Gather every line below that contains the word "clouds" and copy each one. Letter case must match.

Boundary annotation records:
========

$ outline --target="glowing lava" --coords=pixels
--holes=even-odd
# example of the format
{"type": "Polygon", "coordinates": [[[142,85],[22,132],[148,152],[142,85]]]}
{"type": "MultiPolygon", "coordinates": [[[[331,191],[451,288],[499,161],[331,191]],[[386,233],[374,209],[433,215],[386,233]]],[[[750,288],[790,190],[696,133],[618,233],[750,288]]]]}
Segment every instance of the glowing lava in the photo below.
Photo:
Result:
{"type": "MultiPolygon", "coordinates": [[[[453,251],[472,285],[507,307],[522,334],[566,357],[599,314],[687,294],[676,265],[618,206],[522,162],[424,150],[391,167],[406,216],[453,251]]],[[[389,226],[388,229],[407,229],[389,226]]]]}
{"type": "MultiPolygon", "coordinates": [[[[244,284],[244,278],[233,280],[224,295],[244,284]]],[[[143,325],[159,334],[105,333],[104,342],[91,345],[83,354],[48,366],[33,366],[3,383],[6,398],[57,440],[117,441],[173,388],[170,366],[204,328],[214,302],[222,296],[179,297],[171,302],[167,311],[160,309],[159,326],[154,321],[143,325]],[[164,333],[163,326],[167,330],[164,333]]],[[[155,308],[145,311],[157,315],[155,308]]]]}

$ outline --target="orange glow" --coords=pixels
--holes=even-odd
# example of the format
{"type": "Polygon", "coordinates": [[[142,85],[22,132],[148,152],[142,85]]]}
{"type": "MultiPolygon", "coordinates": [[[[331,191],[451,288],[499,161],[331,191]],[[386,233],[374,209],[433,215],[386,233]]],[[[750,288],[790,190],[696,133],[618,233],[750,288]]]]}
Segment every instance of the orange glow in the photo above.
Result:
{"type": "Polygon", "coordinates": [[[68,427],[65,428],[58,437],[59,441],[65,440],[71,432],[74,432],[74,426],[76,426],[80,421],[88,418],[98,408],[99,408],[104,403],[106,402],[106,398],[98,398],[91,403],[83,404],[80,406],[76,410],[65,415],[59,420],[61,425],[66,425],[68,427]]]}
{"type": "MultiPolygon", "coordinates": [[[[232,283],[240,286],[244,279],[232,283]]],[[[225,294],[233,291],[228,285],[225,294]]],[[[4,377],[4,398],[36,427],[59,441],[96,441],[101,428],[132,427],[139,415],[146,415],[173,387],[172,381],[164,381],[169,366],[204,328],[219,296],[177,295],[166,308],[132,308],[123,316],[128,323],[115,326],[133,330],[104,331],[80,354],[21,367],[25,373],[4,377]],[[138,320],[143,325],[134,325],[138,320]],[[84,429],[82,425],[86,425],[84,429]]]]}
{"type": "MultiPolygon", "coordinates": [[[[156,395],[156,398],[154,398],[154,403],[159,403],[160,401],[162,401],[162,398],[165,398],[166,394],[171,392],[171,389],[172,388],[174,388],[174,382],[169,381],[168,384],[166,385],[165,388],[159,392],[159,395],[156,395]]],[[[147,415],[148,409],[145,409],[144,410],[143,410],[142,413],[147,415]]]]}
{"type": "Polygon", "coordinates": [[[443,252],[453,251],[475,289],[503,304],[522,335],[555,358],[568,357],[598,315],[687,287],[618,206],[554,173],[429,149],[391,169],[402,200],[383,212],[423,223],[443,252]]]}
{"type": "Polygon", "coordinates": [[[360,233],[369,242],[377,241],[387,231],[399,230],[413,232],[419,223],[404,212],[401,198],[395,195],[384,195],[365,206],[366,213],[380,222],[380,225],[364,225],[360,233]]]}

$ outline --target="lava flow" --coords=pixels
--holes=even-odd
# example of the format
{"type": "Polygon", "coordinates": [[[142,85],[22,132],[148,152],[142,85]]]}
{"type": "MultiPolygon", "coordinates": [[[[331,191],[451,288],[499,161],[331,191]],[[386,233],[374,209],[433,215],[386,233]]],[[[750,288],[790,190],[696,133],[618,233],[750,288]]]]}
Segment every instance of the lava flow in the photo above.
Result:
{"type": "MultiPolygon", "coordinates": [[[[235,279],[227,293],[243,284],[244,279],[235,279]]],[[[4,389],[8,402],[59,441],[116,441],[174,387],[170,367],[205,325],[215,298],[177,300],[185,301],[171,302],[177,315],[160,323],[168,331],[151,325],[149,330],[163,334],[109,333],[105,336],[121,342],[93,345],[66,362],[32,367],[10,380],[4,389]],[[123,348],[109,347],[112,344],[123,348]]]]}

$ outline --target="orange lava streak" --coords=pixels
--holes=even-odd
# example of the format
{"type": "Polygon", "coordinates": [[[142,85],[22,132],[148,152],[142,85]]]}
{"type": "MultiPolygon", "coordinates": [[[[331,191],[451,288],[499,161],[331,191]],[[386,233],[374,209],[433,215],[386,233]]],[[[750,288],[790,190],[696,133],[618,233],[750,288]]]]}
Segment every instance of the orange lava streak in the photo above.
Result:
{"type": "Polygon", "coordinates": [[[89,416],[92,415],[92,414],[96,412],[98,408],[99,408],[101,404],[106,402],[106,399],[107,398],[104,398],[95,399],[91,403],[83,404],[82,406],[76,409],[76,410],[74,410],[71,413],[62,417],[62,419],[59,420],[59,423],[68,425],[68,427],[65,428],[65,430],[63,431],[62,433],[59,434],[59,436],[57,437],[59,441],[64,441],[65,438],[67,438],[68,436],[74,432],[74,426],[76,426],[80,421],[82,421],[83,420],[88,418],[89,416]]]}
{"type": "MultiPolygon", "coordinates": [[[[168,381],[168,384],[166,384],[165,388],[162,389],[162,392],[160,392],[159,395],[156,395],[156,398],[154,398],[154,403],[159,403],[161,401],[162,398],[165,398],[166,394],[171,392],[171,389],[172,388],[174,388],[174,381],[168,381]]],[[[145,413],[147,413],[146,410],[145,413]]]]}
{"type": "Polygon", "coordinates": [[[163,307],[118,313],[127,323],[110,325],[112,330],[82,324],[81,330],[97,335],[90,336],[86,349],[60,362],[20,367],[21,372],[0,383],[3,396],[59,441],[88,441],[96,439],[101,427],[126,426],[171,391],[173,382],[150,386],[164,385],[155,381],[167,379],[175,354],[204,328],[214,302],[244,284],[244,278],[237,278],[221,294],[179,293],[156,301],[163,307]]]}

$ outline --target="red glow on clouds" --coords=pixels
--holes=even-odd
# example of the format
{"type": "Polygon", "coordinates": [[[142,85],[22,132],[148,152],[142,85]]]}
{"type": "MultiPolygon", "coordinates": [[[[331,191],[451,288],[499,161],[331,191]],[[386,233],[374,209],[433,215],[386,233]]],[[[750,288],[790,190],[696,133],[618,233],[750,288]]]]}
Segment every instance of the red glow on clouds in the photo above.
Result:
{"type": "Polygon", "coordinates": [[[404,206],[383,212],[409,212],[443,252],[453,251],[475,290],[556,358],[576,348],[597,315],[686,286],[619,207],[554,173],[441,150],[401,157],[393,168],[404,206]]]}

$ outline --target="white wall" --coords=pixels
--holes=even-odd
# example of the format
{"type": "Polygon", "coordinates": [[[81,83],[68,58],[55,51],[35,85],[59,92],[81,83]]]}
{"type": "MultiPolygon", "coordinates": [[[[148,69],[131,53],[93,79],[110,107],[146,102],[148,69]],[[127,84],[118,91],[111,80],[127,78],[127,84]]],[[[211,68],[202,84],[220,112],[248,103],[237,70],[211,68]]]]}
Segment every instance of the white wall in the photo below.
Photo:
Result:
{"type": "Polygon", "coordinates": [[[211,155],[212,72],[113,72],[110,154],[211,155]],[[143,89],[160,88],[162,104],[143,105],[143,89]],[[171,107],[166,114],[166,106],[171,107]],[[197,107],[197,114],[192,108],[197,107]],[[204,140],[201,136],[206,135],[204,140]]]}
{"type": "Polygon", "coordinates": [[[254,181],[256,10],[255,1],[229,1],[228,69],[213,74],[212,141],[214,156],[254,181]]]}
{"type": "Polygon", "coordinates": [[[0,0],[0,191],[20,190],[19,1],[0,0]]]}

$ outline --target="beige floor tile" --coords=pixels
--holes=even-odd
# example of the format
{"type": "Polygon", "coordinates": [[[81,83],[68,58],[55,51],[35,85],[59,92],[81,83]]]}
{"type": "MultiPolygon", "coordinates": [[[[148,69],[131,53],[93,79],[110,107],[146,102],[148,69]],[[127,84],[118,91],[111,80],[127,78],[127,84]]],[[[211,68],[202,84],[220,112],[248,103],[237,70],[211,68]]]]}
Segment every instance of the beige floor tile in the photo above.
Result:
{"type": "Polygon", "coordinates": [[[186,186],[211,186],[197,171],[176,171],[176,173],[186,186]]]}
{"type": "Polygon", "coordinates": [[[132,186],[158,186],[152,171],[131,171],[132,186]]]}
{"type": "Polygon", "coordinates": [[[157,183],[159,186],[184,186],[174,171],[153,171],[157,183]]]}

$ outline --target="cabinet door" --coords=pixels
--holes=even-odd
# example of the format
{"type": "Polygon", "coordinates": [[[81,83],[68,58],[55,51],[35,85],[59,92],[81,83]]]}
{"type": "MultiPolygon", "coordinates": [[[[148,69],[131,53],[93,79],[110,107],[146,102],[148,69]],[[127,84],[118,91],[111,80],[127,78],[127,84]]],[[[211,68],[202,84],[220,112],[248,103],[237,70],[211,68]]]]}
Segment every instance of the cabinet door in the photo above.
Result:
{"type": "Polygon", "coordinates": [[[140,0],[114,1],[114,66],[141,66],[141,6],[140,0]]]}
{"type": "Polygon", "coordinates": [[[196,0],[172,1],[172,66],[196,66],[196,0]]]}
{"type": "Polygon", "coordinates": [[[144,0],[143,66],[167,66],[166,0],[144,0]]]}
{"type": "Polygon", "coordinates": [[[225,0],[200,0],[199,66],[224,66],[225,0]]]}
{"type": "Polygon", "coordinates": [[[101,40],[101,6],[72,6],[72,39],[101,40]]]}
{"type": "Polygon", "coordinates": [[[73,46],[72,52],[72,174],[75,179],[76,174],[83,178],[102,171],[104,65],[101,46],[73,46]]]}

========

Finished exercise
$ outline --target="red glow on clouds" --coords=pixels
Segment every instance of the red glow on clouds in the photo above.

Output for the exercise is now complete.